Tarde tras tarde, el toro
suele hacerse presente en las plazas sin alegría, sin la natural curiosidad que
debería demostrar en un escenario novedoso un animal encastado que lleva varias
horas encerrado en la oscuridad del chiquero. A menudo, sin embargo, el toro se
asoma a la primera raya con un deseo irrefrenable de volver de inmediato a su
comodidad anterior y cuando por fin se aventura en el ruedo al reclamo de un
capote que un peón mueve a lo lejos desde el burladero, acude al encuentro con
displicencia, como quien sale a la calle a dar un garbeo sin rumbo fijo. Tras
esta primera experiencia con el hombre vestido de luces, lo habitual es que el
toro le coja gusto al trote por el albero y entonces se pegue dos o tres
vueltas por la plaza, sin que ninguno de los que se cruzan con él consiga
recogerlo adecuadamente, no tanto por su condición de abanto como por la
deficiente técnica de los que manejan el percal. Cuando por fin el matador
consigue fijar al toro y repetir siquiera media docena de capotazos, lo suele
hacer de manera atropellada y trapacera, sin allegar al manejo de la tela
gracia alguna, echando normalmente el paso atrás en cada embroque, perdiendo
terreno hacia las tablas en lugar de ganarlo hacia los medios y rematando el
saludo de forma vulgar o no rematándolo, lo cual contribuye a que el toro
recupere su tendencia natural a la dispersión y acabe vagando de nuevo por la
plaza sin que el peonaje lo fije, para terminar en bastantes ocasiones recibiendo
la primera vara en terrenos opuestos a los adecuados, allí donde los picadores
acaban de hacerse presentes tras la orden del usía.

**Tarea pendiente A**
Extrae del listado todas las líneas que contengan la cadena "clicks". Distingue entre mayúsculas y minúsculas.

**Datos del ejercicio**

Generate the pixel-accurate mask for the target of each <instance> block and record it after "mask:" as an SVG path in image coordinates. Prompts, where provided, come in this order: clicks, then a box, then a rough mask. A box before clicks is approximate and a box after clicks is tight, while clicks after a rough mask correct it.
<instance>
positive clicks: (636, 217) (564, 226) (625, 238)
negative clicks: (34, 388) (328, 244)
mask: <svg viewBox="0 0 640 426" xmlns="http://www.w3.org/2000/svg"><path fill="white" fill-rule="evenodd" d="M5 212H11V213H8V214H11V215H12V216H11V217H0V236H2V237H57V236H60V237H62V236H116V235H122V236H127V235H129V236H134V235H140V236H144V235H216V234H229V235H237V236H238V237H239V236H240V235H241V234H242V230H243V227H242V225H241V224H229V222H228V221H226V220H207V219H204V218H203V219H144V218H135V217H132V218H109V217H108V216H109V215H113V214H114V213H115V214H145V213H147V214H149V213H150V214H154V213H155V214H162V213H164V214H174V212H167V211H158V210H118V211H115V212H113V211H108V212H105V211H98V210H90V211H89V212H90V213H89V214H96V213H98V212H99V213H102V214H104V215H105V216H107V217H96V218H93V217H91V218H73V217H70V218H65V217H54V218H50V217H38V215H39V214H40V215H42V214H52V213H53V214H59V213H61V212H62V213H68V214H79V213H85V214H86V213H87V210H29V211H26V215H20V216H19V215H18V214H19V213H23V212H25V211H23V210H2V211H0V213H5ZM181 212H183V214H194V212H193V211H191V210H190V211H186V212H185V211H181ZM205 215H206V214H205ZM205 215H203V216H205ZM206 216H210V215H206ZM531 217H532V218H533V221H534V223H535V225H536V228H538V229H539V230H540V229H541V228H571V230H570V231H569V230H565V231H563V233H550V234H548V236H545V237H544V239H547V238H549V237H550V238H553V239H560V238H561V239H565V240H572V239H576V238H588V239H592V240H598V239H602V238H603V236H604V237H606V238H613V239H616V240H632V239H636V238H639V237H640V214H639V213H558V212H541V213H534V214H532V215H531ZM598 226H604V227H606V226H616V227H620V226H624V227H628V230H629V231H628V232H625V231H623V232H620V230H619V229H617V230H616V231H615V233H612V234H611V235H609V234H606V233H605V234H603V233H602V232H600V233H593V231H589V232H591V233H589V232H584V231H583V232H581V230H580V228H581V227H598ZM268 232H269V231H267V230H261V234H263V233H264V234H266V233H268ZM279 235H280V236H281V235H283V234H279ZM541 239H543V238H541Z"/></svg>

**Tarea pendiente B**
Prolonga el texto sobre el toro en la plaza a partir de su última frase.

**Respuesta A**
Generate the pixel-accurate mask for the target of each <instance> block and record it after "mask:" as an SVG path in image coordinates. Prompts, where provided, come in this order: clicks, then a box, then a rough mask. A box before clicks is approximate and a box after clicks is tight, while clicks after a rough mask correct it.
positive clicks: (636, 217) (564, 226) (625, 238)
negative clicks: (34, 388) (328, 244)

**Respuesta B**
Cuando el varilarguero de
turno logra llegar sin sobresaltos a su terreno natural, el lidiador suministra
al astado una nueva sucesión de mantazos con el fin de colocarlo para la suerte
de varas, aunque no siempre tiene éxito pues unas veces el animal se le vuelve
a escapar camino de las tablas, otras lo despide con un recorte inapropiado
tras el cual el toro hace hilo con el torero y con todos aquéllos a los que se encuentra
en su huida, y en la mayoría de las ocasiones, lo aparca de cualquier manera en
el lugar más cercano posible a la segunda raya, cuando no prescinde de esta
exigencia, depositándolo al relance a merced de la acorazada de picar. Es
entonces cuando comienzan las torpes maniobras del jinete para llevar a cabo la
empresa de ahormar una pujanza que casi nunca es tal, y a pesar de ello, el picador suele ensañarse en el primer puyazo, dejando al toro para el arrastre tras haber
barrenado a modo sobre cualquier región anatómica del animal que no coincida
con el morrillo, abrazando por tanto la norma del puyazo trasero, bajo o
contrario, suministrado sin medida y haciendo la carioca. Si el toro sale de
esta masacre con fondo de bravura suficiente para acudir con bríos a un segundo
puyazo, el lidiador suele hacer lo posible para restar protagonismo a ese
acontecimiento lo cual consiste en no colocarlo en un lugar más alejado que el
del primer envite con el fin de no consentir que el público tome partido por el
animal, si es que éste se arranca alegre sin importarle el encuentro con el
castigo. A remediar esa circunstancia suele aplicarse el picador que si por un
casual se encuentra con un toro al que citar en la distancia, ahora mueve mal
el penco, luego no provoca la embestida alzando la vara con contundencia desde
el lugar adecuado, después no se viene de lejos con alegría ofreciendo el pecho
del jaco al burel para que acuda al encontronazo emocionante, todo ello para
que al fin su matador se justifique y acabe acercando al toro hasta el estribo
de su esbirro hurtando a la afición un espectáculo que acaso solamente fuera un
espejismo.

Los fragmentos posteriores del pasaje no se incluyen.